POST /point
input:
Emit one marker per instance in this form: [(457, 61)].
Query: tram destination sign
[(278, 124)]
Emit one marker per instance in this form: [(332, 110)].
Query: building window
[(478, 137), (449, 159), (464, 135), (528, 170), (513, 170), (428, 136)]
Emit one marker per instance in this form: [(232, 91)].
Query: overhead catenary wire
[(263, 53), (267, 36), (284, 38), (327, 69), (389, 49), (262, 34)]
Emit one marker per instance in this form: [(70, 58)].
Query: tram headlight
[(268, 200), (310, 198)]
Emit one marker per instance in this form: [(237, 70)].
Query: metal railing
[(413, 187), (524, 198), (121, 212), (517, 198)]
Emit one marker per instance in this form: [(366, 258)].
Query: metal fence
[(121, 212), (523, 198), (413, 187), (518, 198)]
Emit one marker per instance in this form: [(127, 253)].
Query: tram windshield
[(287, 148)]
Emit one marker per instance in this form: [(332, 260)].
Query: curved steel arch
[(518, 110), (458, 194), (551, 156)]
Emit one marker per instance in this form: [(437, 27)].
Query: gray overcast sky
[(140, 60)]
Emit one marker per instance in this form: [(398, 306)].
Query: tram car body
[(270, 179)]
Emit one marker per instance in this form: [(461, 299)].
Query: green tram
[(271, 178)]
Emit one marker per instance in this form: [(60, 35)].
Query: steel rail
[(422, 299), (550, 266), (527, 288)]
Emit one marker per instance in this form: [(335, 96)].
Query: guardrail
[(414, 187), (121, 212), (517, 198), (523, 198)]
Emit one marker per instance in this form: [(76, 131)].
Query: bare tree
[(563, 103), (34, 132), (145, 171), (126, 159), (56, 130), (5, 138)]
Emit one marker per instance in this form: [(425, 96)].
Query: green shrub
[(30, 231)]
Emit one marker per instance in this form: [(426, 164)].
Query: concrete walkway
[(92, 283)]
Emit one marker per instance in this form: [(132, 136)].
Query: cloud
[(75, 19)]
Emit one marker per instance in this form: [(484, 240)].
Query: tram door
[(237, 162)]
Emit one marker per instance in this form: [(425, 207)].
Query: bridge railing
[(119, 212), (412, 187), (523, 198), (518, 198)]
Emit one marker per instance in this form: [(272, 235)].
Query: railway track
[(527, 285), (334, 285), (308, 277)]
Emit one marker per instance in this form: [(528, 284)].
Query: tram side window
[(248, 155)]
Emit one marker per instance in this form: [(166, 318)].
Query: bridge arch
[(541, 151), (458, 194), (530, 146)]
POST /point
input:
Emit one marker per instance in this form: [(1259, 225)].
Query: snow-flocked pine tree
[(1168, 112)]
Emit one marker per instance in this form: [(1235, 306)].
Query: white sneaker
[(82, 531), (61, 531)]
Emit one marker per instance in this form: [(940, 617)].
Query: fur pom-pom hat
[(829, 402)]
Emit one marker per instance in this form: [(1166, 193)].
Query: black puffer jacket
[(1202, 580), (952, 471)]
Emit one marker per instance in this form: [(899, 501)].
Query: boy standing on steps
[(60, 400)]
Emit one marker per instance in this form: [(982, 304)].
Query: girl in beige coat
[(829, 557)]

——

## What to produce
Every record above should be copied exactly.

## Task answer
POST /point
input:
Emit one marker per instance in this form: [(457, 61)].
Query: tram destination sign
[(278, 124)]
Emit one marker per instance in this form: [(332, 110)].
Query: building window
[(478, 137), (449, 159), (464, 135), (528, 170), (513, 170), (428, 136)]
Emit one marker per instance in this form: [(232, 91)].
Query: overhead catenary wire
[(263, 53), (267, 36), (284, 38), (327, 69), (389, 49), (262, 34)]
Emit one marker per instance in this form: [(70, 58)].
Query: tram headlight
[(268, 200), (310, 198)]
Emit one marker per instance in this form: [(237, 70)].
Query: metal railing
[(413, 187), (524, 198), (121, 212), (517, 198)]
Emit one marker per instance in this form: [(366, 258)].
Query: metal fence
[(121, 212), (523, 198), (413, 187), (518, 198)]
Emit one marker per instance in this form: [(127, 253)].
Query: tram windshield
[(287, 148)]
Emit one marker per instance in this form: [(332, 260)].
Query: curved steel arch
[(518, 110), (458, 194), (551, 156)]
Emit one marker per instance in this form: [(437, 27)].
Query: gray overcast sky
[(140, 60)]
Emit one marker per instance in this form: [(398, 306)].
Query: tram car body
[(270, 179)]
Emit one marker per instance in this form: [(461, 299)].
Query: green tram
[(271, 178)]
Emit one marker per instance in this form: [(60, 35)].
Query: steel rail
[(422, 299), (550, 266), (527, 288)]
Emit one marker per instance in this form: [(335, 96)].
Query: guardrail
[(414, 187), (121, 212), (517, 198), (523, 198)]
Emit one marker per instance in this form: [(76, 131)].
Query: bare tree
[(563, 103), (34, 132), (145, 171), (126, 159), (56, 130), (5, 138)]
Emit one marker per instance in this form: [(425, 96)].
Query: green shrub
[(30, 231)]
Emit one marker per instance in this form: [(426, 164)].
Query: concrete walkway
[(92, 283)]
Emit one marker per instance in this form: [(132, 136)].
Query: cloud
[(75, 19)]
Emit one marker per instance in this form: [(484, 240)].
Query: tram door
[(237, 162)]
Emit one marker per instance in this form: [(425, 207)].
Query: bridge railing
[(119, 212), (412, 187), (523, 198), (518, 198)]
Emit one marker per instance in this form: [(272, 235)].
Query: railway track
[(527, 285), (334, 285), (308, 277)]
Emit one marker per instance in this form: [(528, 284)].
Query: tram side window
[(248, 155)]
Emit one marker per instance in this form: [(166, 318)].
Query: bridge arch
[(541, 151), (458, 194), (530, 146)]
POST /point
input:
Emit one marker per instance in this form: [(1259, 225)].
Query: snow-flocked pine tree
[(1168, 112)]
Emit one marker per instance in this form: [(1235, 306)].
Query: white sneaker
[(82, 531), (61, 531)]
Emit one marker per instance in this form: [(940, 617)].
Query: fur pom-pom hat
[(829, 402)]
Emit one marker per instance in this form: [(1166, 193)].
Query: black puffer jacket
[(1202, 580), (952, 471)]
Emit one marker per instance in this form: [(899, 501)].
Query: boy standing on steps
[(60, 400)]
Emit one marker per instance in this form: [(982, 304)].
Query: girl in beige coat
[(829, 557)]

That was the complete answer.